In the entries that follow, find the word "fingernail" and report each line it is on.

[Opening Information given section]

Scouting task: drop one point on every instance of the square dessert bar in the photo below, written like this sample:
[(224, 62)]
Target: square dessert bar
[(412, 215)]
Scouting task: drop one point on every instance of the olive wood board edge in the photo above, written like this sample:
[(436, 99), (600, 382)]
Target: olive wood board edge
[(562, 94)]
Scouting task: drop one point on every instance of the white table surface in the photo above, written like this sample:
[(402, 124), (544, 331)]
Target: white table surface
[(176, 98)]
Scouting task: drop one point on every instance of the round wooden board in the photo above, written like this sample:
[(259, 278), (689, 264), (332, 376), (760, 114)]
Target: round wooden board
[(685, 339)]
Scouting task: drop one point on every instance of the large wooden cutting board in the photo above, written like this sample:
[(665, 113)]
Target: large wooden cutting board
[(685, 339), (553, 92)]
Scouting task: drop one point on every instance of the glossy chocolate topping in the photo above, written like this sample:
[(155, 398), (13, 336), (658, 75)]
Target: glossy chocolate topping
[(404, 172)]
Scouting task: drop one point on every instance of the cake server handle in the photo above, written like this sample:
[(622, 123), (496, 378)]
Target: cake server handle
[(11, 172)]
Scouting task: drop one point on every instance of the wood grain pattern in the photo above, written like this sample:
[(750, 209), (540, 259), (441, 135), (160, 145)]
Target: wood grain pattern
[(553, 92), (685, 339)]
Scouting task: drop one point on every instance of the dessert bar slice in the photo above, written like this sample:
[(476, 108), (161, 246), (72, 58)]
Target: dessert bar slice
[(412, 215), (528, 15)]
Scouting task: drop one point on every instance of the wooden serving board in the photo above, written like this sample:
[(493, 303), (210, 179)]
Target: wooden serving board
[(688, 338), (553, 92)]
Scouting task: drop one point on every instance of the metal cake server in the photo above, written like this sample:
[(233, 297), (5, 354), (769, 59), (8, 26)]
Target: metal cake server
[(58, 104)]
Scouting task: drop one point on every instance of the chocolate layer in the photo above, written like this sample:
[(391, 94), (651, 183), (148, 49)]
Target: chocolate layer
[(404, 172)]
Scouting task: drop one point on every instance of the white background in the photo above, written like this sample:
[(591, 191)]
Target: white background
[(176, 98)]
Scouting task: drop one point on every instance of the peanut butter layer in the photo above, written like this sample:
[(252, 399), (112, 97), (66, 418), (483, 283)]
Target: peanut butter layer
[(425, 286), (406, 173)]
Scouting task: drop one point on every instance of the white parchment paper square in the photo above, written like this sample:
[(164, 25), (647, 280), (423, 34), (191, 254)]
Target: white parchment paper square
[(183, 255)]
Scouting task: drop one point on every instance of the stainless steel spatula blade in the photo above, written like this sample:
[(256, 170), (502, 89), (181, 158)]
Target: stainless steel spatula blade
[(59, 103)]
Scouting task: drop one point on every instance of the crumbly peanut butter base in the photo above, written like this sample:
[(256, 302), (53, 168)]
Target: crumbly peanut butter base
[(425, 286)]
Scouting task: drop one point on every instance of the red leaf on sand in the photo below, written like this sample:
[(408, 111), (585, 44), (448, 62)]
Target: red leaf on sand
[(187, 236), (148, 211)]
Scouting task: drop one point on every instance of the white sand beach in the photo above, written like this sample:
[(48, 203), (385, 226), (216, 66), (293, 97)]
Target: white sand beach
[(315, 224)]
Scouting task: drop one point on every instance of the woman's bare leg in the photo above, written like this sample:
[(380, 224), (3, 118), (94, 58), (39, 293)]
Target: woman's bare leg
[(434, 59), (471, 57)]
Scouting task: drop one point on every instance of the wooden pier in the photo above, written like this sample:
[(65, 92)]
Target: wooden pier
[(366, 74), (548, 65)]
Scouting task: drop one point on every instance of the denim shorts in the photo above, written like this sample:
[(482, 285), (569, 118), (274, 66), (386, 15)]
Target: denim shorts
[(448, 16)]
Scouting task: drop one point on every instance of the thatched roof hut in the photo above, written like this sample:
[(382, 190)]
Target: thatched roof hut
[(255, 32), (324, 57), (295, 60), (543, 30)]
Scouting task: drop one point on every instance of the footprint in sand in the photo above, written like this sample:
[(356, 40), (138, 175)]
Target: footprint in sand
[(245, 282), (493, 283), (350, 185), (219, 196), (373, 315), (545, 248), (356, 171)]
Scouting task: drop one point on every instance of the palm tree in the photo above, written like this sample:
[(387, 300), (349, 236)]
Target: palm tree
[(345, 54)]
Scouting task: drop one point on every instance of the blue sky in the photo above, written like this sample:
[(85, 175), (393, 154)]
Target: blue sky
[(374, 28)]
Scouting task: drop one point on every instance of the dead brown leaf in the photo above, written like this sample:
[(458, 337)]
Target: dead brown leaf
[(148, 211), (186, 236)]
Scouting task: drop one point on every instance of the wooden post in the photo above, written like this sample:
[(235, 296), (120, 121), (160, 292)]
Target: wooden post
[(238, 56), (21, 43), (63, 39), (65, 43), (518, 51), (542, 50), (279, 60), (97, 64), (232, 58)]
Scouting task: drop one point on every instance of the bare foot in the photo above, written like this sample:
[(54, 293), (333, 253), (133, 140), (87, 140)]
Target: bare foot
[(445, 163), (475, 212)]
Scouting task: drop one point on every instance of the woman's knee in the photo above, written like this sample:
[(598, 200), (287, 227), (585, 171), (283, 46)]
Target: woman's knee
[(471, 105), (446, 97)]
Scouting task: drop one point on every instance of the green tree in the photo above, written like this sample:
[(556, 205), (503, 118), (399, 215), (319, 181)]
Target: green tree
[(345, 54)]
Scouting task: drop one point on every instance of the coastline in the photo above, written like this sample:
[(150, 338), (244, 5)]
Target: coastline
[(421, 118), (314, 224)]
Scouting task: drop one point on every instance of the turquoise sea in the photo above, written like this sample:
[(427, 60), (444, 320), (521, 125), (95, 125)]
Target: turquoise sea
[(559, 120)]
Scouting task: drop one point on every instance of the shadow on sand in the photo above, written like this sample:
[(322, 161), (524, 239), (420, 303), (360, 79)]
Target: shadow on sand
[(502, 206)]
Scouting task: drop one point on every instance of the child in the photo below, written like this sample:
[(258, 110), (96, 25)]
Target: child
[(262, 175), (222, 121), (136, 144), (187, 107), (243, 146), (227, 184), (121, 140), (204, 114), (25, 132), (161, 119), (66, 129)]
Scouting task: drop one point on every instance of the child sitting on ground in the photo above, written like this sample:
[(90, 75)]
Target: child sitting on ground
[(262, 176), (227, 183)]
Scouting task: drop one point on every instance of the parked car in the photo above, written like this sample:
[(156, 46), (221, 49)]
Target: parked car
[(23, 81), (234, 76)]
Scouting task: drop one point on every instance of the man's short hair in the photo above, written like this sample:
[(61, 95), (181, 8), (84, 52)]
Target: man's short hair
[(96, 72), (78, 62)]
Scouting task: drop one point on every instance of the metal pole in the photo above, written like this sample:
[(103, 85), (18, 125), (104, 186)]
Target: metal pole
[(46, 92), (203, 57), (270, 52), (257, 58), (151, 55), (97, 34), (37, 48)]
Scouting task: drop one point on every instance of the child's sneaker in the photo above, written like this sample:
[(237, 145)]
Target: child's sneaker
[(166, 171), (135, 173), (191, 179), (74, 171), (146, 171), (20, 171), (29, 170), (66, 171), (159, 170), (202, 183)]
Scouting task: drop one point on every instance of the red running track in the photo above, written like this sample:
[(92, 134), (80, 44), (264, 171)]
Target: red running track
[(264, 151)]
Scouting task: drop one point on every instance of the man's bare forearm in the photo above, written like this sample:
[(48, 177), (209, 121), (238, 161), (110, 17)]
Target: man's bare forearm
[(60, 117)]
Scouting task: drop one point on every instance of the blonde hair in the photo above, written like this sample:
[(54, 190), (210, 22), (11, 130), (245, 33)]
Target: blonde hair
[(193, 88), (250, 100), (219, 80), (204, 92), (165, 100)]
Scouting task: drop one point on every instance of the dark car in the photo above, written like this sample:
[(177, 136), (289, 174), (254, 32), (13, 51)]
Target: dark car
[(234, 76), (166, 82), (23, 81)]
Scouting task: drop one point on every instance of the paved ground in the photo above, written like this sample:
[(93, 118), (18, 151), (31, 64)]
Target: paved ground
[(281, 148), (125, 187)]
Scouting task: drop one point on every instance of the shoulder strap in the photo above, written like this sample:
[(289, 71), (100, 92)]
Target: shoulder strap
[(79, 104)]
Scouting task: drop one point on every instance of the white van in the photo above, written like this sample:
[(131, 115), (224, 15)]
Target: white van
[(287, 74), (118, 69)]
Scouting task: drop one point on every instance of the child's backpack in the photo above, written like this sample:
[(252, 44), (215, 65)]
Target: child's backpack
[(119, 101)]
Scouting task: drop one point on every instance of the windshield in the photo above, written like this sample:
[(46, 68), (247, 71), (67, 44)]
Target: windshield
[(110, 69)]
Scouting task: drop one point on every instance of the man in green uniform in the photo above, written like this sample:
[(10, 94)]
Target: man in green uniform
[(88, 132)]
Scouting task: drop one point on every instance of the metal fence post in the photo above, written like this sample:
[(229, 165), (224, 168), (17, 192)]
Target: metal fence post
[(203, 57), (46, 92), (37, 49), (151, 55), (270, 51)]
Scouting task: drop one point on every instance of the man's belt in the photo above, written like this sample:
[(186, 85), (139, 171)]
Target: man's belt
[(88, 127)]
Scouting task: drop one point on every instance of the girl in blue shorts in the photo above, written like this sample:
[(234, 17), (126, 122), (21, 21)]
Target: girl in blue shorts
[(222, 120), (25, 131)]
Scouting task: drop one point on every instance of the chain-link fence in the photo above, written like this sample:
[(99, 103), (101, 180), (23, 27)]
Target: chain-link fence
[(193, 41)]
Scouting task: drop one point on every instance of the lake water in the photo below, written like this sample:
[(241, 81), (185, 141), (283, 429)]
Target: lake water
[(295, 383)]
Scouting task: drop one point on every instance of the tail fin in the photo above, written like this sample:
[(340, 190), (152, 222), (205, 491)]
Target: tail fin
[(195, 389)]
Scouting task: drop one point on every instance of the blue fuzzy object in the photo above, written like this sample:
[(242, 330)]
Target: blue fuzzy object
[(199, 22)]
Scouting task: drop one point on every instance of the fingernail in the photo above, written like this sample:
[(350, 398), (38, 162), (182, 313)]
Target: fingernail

[Closing Information given section]

> _Written answer_
Scouting task: drop one point on every instance of the fingernail in the photo above, written like this sample:
Target: fingernail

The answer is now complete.